• **Page extract**:
RStudio training ggplot2 tutorial


This lesson, “An introduction to ggplot2”, was adapted from The Carpentries licenced under CC BY 4.0.


Objectives:

  • To be able to use ggplot2 to generate publication quality graphics.
  • To understand the basic grammar of graphics, including the aesthetics and geometry layers, transforming scales, and coloring or panelling by groups.

Introduction to ggplot2

Plotting our data is one of the best ways to quickly explore it and the various relationships between variables.

Today we’ll be learning about the ggplot2 package, because it is the most effective for creating publication quality graphics.

ggplot2 is built on the grammar of graphics, the idea that any plot can be expressed from the same set of components: a data set, a coordinate system, and a set of geoms–the visual representation of data points.

The key to understanding ggplot2 is thinking about a figure in layers. This idea may be familiar to you if you have used image editing programs like Photoshop, Illustrator, or Inkscape.

Let’s load ggplot2 and the gapminder dataset and create our first plot:

# First we'll load the gapminder data and the ggplot2 library
library(gapminder)
library(ggplot2)
# library(tidyverse) contains ggplot2 too!
ggplot(data = gapminder, aes(x = gdpPercap, y = lifeExp)) +
  geom_point()

So the first thing we do is call the ggplot function. This function lets R know that we’re creating a new plot, and any of the arguments we give the ggplot function are the global options for the plot: they apply to all layers on the plot.

We’ve passed in two arguments to ggplot. First, we tell ggplot what data we want to show on our figure, in this example the gapminder data we read in earlier. For the second argument we passed in the aes function, which tells ggplot how variables in the data map to aesthetic properties of the figure, in this case the x and y locations. Here we told ggplot we want to plot the “gdpPercap” column of the gapminder data frame on the x-axis, and the “lifeExp” column on the y-axis. Notice that we didn’t need to explicitly pass aes these columns (e.g. x = gapminder[, "gdpPercap"]), this is because ggplot is smart enough to know to look in the data for that column!

By itself, the call to ggplot isn’t enough to draw a figure:

ggplot(data = gapminder, aes(x = gdpPercap, y = lifeExp))

We need to tell ggplot how we want to visually represent the data, which we do by adding a new geom layer. In our example, we used geom_point, which tells ggplot we want to visually represent the relationship between x and y as a scatter plot of points:

ggplot(data = gapminder, aes(x = gdpPercap, y = lifeExp)) +
  geom_point()+
  scale_x_log10()

There are also built-in axis transformation methods, for example:

  • scale_y_sqrt()
  • scale_y_reverse()

• **Your goal**:
Reproduce the passage of the ggplot2 tutorial starting at "RStudio training ggplot2" and ending at "relationships between variables.".

• **Data excerpts**:

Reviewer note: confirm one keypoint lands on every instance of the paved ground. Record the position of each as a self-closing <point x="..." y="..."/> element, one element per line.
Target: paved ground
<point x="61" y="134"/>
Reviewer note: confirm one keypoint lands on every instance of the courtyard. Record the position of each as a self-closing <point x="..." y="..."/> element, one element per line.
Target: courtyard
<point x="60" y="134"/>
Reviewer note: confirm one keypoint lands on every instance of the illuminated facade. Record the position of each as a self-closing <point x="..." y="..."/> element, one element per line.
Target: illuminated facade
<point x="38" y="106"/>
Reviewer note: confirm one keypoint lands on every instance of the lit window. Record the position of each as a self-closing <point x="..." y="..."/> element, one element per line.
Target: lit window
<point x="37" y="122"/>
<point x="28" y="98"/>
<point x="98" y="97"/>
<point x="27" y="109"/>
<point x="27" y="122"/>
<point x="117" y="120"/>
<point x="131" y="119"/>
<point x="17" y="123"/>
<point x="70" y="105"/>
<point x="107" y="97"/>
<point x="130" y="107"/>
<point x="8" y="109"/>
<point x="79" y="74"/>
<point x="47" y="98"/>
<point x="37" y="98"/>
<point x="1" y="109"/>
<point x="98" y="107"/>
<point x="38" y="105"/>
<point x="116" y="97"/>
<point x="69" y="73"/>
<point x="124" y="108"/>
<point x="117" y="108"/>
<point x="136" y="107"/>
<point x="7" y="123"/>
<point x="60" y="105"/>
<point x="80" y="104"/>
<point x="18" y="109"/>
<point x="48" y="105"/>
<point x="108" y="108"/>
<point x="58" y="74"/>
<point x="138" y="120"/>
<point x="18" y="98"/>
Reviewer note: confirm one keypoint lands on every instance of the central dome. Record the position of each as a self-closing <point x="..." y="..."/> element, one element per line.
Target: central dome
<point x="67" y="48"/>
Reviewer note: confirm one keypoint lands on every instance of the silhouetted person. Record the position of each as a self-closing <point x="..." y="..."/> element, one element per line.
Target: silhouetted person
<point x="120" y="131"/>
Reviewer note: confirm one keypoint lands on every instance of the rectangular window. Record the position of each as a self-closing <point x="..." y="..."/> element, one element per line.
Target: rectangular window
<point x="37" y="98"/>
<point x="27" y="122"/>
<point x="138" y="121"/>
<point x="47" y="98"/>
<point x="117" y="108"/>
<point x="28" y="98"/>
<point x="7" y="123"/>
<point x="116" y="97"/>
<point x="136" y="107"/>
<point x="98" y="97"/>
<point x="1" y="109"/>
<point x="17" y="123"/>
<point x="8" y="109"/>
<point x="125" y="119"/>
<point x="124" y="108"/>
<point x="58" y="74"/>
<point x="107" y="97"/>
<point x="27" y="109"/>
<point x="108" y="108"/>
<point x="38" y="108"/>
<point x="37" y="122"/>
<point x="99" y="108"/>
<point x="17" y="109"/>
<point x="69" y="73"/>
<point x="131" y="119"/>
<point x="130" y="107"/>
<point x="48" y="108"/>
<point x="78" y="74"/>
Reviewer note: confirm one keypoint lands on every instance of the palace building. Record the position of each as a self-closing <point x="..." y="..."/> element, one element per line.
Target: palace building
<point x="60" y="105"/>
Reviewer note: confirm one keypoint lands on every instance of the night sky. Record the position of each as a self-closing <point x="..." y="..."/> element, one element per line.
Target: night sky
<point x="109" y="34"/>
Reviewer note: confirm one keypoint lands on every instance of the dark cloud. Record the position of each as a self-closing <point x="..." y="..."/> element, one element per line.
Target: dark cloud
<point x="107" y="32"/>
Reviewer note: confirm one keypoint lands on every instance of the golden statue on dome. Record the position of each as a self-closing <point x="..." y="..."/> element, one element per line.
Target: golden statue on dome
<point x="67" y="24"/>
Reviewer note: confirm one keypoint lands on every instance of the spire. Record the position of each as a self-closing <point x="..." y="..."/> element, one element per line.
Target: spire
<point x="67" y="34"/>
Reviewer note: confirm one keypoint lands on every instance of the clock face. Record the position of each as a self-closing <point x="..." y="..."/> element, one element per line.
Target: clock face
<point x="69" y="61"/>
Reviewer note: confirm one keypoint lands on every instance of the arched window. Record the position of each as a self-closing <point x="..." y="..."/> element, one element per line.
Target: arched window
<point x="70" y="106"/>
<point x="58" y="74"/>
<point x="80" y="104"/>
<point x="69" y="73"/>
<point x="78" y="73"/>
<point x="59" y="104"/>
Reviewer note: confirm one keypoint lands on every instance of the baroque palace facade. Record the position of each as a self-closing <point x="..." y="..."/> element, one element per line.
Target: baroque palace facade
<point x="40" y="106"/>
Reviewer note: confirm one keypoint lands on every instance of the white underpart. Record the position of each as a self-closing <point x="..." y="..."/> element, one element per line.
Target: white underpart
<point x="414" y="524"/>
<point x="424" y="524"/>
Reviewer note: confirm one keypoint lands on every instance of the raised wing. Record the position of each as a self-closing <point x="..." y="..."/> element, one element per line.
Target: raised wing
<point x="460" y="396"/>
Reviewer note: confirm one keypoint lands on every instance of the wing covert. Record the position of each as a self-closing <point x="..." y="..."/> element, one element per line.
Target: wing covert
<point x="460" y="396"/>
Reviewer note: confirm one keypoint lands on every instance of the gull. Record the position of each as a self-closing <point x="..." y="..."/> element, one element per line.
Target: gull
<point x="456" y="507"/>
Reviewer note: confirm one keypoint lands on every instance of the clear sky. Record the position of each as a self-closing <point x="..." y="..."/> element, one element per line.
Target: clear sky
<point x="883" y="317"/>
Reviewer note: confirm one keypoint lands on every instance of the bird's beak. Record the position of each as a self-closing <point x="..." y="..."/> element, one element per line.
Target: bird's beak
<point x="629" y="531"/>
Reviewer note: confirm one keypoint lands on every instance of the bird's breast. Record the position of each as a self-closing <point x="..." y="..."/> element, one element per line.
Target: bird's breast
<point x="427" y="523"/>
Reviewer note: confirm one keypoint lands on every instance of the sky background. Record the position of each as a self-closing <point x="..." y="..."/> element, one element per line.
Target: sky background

• **Response to this task**:
RStudio training ggplot2 tutorial


This lesson, “An introduction to ggplot2”, was adapted from The Carpentries licenced under CC BY 4.0.


Objectives:

  • To be able to use ggplot2 to generate publication quality graphics.
  • To understand the basic grammar of graphics, including the aesthetics and geometry layers, transforming scales, and coloring or panelling by groups.

Introduction to ggplot2

Plotting our data is one of the best ways to quickly explore it and the various relationships between variables.